Exercise text Block Start

So this follows directly after the first book in this series, Winning Miss Winthrop, so we get to see our happy couple from last time around billing and cooing, holding hands under the table, gazing lovingly into each other’s eyes and generally behaving in twenty first century ways. Well, whatever. Some readers like that, but personally I prefer my Regency characters to behave like proper Regency characters and not display affection openly.
This time around, the lead characters are the sister and friend of the previous couple. Serena is the cool as ice, just out of the seminary young lady with artistic talent. Harry is the ne’er do well heir to an earldom, with roguish charm and tendencies towards mistresses and gambling. There’s a lot of strait-laced disapproval of poor Harry from his family, his friends and from Serena, all of which got on my nerves rather. He doesn’t seem to have stepped beyond the normal bounds for a young man of means in that era, so although I can understand that his family wanted him to settle down, it seemed a bit much to regard him as unredeemable. Especially when he’s so charming (yes, I confess I have a thing for roguish charm, and Harry’s very funny with it, always a plus).
For various implausible reasons, the two are thrown together at Harry’s family home in Derbyshire, and for even more implausible reasons, Harry is told not to exert his considerable charm on Serena. But naturally they begin to fall in love anyway, and why not? She’s a young lady of breeding and good family, he’s the heir to an earldom and (despite all the posturing about his reputation) he’s extremely eligible. So the author’s ingenuity is tested rather to find ways to keep the two apart. Serena has both an unfortunate previous encounter with a male tutor at her school, which has put her off men, plus a medical condition. Harry has a former lover amongst other problems, but none of this is insuperable if people would just talk to each other, instead of stoically putting up with things in silence. And as for the whole shenanigans with the painting at the exhibition, it just seemed over the top to me.

Exercise text Block End

§ Assigned task A
In the review, where is Harry's family home?
§ Assigned task B
Carry on the Regency romance review from the point where it stops.
The items are separate material, unrelated to the review.

Data for review Block Start

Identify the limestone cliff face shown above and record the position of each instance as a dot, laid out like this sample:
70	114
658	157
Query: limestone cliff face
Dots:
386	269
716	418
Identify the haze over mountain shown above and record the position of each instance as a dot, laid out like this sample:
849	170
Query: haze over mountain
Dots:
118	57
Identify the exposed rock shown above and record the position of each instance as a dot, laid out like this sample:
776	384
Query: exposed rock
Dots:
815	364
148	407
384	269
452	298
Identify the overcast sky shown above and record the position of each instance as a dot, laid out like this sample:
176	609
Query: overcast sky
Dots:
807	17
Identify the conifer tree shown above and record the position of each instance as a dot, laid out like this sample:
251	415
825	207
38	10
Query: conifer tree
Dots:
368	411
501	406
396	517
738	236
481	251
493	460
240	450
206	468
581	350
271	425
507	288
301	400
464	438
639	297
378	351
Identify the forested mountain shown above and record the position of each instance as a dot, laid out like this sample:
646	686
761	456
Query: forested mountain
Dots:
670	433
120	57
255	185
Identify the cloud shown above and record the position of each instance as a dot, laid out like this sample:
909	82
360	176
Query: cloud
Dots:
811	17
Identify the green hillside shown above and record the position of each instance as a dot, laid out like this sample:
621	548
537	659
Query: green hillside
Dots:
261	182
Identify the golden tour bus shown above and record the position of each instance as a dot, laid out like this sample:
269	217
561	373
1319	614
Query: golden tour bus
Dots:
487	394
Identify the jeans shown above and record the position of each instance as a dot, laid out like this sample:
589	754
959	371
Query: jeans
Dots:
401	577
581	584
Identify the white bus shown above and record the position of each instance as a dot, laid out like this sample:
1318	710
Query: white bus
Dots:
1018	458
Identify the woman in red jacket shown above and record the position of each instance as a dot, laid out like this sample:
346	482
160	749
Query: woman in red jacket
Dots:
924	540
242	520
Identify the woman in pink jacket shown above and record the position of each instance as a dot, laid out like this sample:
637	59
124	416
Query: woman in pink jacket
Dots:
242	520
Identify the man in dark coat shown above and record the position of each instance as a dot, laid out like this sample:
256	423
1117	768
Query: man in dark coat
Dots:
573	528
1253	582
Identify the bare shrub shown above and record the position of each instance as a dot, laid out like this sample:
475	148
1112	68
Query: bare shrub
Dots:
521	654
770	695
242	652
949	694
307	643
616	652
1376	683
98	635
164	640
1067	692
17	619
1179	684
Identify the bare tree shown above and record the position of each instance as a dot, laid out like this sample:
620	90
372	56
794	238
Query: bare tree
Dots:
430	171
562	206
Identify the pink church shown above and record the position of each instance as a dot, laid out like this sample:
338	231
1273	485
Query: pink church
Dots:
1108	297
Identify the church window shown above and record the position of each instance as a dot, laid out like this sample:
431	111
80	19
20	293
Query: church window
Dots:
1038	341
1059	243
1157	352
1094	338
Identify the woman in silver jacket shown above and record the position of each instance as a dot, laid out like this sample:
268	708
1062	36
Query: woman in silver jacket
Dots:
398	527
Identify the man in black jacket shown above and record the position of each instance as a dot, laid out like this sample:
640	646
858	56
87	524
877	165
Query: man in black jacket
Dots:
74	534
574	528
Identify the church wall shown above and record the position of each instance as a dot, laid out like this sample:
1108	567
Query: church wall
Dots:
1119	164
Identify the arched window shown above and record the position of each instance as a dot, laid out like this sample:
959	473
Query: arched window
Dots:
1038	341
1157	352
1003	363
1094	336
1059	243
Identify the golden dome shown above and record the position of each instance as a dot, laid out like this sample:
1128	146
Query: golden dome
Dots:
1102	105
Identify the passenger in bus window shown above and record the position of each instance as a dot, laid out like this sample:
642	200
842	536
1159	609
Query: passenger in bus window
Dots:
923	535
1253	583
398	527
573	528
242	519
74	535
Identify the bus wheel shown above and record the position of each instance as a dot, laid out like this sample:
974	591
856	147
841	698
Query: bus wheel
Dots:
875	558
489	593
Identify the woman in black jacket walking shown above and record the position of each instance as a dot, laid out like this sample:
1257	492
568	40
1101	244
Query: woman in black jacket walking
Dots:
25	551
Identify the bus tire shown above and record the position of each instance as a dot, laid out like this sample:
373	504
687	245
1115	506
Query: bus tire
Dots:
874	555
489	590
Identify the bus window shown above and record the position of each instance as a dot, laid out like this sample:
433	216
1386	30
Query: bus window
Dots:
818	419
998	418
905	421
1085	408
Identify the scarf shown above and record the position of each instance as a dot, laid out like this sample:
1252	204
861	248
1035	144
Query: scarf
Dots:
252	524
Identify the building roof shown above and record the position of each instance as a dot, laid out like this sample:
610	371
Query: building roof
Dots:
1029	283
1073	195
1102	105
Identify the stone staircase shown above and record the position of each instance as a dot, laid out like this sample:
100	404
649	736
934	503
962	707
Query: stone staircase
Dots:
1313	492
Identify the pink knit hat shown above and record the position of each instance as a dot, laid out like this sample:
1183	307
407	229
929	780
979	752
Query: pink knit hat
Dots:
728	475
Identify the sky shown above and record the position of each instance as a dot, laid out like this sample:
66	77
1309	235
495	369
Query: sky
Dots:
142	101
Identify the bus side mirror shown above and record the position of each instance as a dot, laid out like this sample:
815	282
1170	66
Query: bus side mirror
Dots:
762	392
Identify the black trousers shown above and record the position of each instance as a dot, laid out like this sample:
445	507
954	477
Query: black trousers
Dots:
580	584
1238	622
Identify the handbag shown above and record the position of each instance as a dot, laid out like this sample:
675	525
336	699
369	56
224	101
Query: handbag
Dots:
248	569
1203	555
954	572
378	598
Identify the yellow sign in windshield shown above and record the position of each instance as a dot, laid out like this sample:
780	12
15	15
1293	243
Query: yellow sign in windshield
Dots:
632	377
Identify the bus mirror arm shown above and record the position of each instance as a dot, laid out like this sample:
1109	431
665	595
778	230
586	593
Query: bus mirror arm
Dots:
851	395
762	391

Data for review Block End

§ Reply A
In Derbyshire.

§ Reply B
Both the main characters seemed too driven by the opinions of other people. Serena was very contrary, not making any protest about her art master’s behaviour, then giving in too readily to the idea of exhibiting her painting, even though it must have been obvious there would be problems. And at other times, she was quite determined to do her own thing. Harry seemed weak at times, and needed regular chats from his friends to stiffen his backbone. I could see what the author was trying to achieve, but her efforts to bring drama to the plot often served only to weaken her characters.
However, the book is well written, Serena’s artwork is very well described and it will appeal to anyone who likes a slow-building romance with lots of (minor) obstacles for the characters to angst about. The Christian theme is less intrusive than in the first book. But for me, the contrivances of the plot and the dithering main characters keep this to three stars.